TEXTO PARA LEITURA>
_ _ _

Há um prazo para exercício do Direito de Resolução?

Por Yuri Pimenta Caon

Publicado por Ribeiro E Cury
ano passado

Em março do presente ano, o Superior Tribunal de Justiça (STJ) julgou o AgInt no REsp nº 1.975.113/SP onde se discutia a possibilidade ou não de exercício do direito de resolução pelo inadimplemento, pelo credor, ante a prescrição de parcelas abertas em compromisso de compra e venda de imóvel.

Nos termos do acórdão, entendeu a Terceira Turma do STJ, sob a relatoria do Min. Moura Ribeiro, que uma vez prescrita a pretensão de cobrança das parcelas não pagas, não é mais possível pleitear com base no inadimplemento, a resolução do contrato, “por ter desaparecido o elemento objetivo” que dá suporte ao pleito desconstitutivo.

Embora o STJ não tenha se manifestado expressamente a respeito da existência de um prazo para o exercício do direito de resolução, é possível afirmar que este o fez indiretamente.

Para entender o raciocínio ora apontado e que pode ser extraído do citado acórdão, antes é necessário explicar o caso concreto levado a julgamento.

A controvérsia em questão dizia a respeito de ação de adjudicação compulsória movida pelos promitentes compradores (“Compradores”) do bem imóvel a fim de obter o suprimento da vontade e obter a escritura pública definitiva da compra e venda, na qual figurava na parte contrária uma sociedade que tinha por objeto social a negociação de imóveis (“Imobiliária”)

Em primeira instância, a Imobiliária contestou o pedido, alegando que o preço contratado não havia sido integralmente adimplido, restando em aberto treze prestações, e apresentou reconvenção com pedido de cobrança das parcelas em aberto e de resolução por inadimplemento.

O pedido de adjudicação foi acolhido em primeira instância, entendendo o juiz que houve adimplemento substancial do contrato por parte dos Compradores, deixando, contudo, de atender a reconvenção em razão de questões processuais.

A Imobiliária apelou da sentença requerendo pela reforma da sentença quanto à procedência da adjudicação e pela negativa de recebimento da reconvenção.

O Tribunal de Justiça de São Paulo (TJSP) manteve a decisão de adjudicação e recebeu a reconvenção, a qual, porém, foi julgada improcedente. Entendeu a Corte paulista que as parcelas em aberto estavam prescritas, de modo que com o reconhecimento da prescrição não haveria óbice à adjudicação do imóvel e “nessa medida, a reconvenção não comporta acolhimento, ante a inexigibilidade das prestações prescritas, sendo incabível a condenação dos autores no pagamento destas ou a resolução do compromisso de compra e venda”.

Em face do acórdão foi interposto recurso especial a fim de que o Superior Tribunal de Justiça (STJ) se manifestasse a respeito de uma omissão do TJSP quanto à análise do pleito de resolução contratual, bem como quanto ao prazo aplicável ao exercício do direito de resolução, justificando a Imobiliária, em suas razões recursais a natureza jurídica de direito potestativo da resolução, logo não tendo sua eficácia coberta pela prescrição ou decadência, ou, por analogia, que fosse aplicável o prazo decenal, previsto no art. 205 do Código Civil.

_ _ _

MATERIAL REUNIDO>
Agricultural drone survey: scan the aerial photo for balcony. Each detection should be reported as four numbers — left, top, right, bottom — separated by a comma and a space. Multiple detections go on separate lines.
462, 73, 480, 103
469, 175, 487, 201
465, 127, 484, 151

_ _ _

TAREFAS A FAZER>
• 1. No texto sobre o prazo do direito de resolução, quem foi o relator do caso na Terceira Turma do STJ?
• 2. Reproduza sem mudanças o trecho do texto sobre o prazo do direito de resolução que começa em "Publicado por Ribeiro" e termina em "ao pleito desconstitutivo.".
• 3. Dê seguimento ao texto sobre o prazo do direito de resolução a partir da última frase que aparece nele.

RESPOSTAS DO EXERCÍCIO>
• 1. O ministro Moura Ribeiro.

• 2.
Publicado por Ribeiro E Cury
ano passado

Em março do presente ano, o Superior Tribunal de Justiça (STJ) julgou o AgInt no REsp nº 1.975.113/SP onde se discutia a possibilidade ou não de exercício do direito de resolução pelo inadimplemento, pelo credor, ante a prescrição de parcelas abertas em compromisso de compra e venda de imóvel.

Nos termos do acórdão, entendeu a Terceira Turma do STJ, sob a relatoria do Min. Moura Ribeiro, que uma vez prescrita a pretensão de cobrança das parcelas não pagas, não é mais possível pleitear com base no inadimplemento, a resolução do contrato, “por ter desaparecido o elemento objetivo” que dá suporte ao pleito desconstitutivo.

• 3.
Assim, a discussão no âmbito do recurso especial passou a ser a possibilidade ou não do exercício do direito formativo extintivo de resolução [1] mesmo após o reconhecimento da prescrição da obrigação principal.

Como visto acima, entendeu o Superior Tribunal de Justiça que não. Primeiramente, entendeu o STJ que a controvérsia não dizia respeito à existência ou não de prazo para exercício do direito de resolução, não apresentando, por conseguinte, qualquer posicionamento a respeito, como se pode verificar do seguinte trecho do acórdão: “não se discute, portanto, se a pretensão de resolução do contrato em razão do inadimplemento está sujeita a prazo prescricional ou decadencial. Tampouco se discute se esse prazo é quinquenal, decenal ou vintenário. Trata-se, simplesmente, de reconhecer que uma vez prescrita a pretensão de cobrança, não há mais possibilidade de se perseguir a resolução do contrato”.

Na sequência, entendeu o STJ que uma vez prescrita a pretensão de cobrança das parcelas não pagas, não é mais possível pleitear com base no inadimplemento, a resolução do contrato, por “ter desaparecido o elemento objetivo que dá suporte ao pleito desconstitutivo”, apresentando sua jurisprudência em fundamentação.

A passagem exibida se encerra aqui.